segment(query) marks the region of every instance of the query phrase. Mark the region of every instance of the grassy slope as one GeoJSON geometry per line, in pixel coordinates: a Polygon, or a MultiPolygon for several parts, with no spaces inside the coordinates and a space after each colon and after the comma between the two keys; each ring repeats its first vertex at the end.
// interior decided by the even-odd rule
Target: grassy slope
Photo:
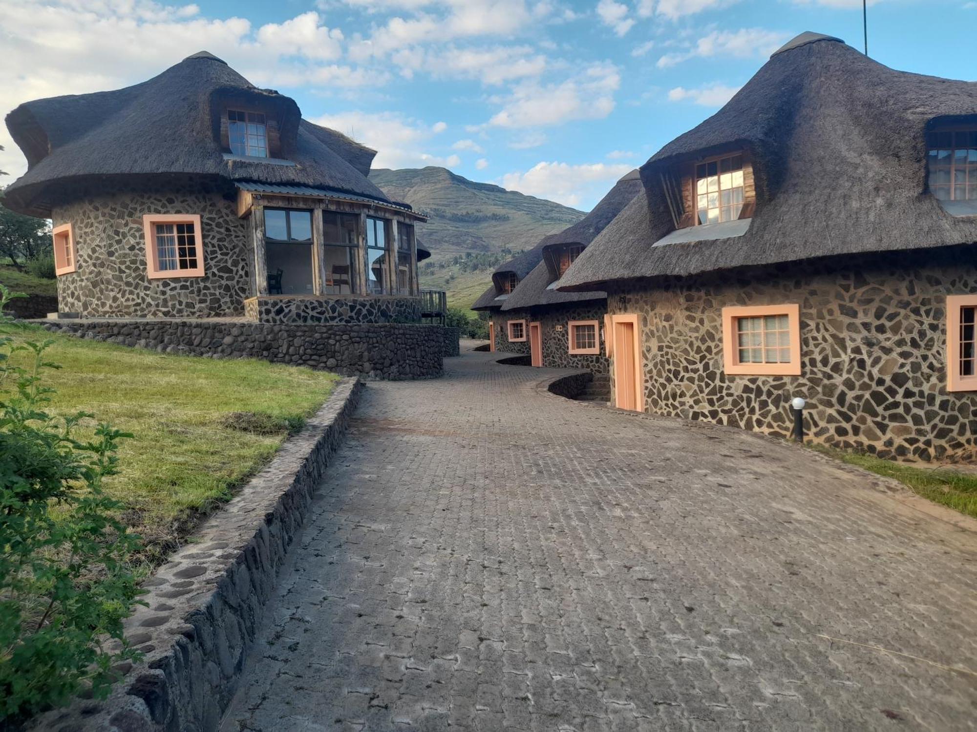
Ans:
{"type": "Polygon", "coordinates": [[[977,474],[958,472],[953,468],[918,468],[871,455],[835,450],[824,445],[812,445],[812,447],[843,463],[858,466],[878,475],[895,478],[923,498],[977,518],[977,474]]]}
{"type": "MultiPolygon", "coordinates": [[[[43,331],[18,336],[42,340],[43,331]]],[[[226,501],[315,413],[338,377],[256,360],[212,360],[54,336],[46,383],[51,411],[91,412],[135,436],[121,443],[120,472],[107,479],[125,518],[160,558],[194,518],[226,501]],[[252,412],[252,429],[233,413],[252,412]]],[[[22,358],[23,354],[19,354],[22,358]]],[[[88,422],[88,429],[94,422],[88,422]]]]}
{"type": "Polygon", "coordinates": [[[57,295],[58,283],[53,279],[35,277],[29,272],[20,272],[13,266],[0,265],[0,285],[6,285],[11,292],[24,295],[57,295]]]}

++++++++++

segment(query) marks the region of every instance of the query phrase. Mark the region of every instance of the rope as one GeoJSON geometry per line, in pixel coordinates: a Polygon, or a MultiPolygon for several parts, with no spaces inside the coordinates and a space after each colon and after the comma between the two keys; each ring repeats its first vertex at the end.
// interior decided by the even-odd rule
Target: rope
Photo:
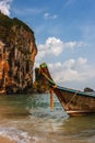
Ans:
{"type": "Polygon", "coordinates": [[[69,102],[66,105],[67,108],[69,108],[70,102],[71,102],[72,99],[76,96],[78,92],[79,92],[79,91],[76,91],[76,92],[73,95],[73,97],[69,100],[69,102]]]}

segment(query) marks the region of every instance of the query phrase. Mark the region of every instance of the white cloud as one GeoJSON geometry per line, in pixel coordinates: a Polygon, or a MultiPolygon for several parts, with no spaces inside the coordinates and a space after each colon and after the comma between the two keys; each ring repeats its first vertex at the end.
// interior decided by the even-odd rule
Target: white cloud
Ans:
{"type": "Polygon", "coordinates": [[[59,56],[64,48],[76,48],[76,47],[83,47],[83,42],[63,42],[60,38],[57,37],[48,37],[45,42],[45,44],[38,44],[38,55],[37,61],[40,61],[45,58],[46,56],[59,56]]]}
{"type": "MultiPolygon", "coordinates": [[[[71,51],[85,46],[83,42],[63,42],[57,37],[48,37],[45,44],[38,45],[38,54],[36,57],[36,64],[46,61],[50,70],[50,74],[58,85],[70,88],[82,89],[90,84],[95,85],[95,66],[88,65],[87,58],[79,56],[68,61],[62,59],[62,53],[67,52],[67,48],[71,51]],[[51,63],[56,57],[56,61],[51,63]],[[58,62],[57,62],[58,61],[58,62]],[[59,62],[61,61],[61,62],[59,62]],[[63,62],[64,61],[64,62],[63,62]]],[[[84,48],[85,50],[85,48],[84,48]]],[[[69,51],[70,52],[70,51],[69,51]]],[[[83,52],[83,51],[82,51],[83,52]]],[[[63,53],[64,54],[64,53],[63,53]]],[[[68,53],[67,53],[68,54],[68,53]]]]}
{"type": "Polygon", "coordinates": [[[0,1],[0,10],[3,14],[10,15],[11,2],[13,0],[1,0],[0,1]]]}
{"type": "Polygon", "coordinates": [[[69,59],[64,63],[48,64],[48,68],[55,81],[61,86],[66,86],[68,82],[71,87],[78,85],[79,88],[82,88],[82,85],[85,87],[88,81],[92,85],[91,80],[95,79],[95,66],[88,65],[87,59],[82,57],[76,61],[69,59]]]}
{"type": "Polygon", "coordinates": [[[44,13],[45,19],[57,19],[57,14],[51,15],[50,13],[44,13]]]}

++++++++++

■ **Given request**: Gather every line in the rows above that contains the string "grassy", and treat uppercase and lowercase letters as different.

■ **Output of the exercise**:
segment(query) marks the region of every instance of the query phrase. Mark the region of every instance of the grassy slope as one GeoJSON geometry per line, in pixel coordinates: a Polygon, or a MultiPolygon for several parts, with no spaces inside the coordinates and a space after each colon and after the comma between the two keys; each ring repeats its first vertex at the end.
Target: grassy slope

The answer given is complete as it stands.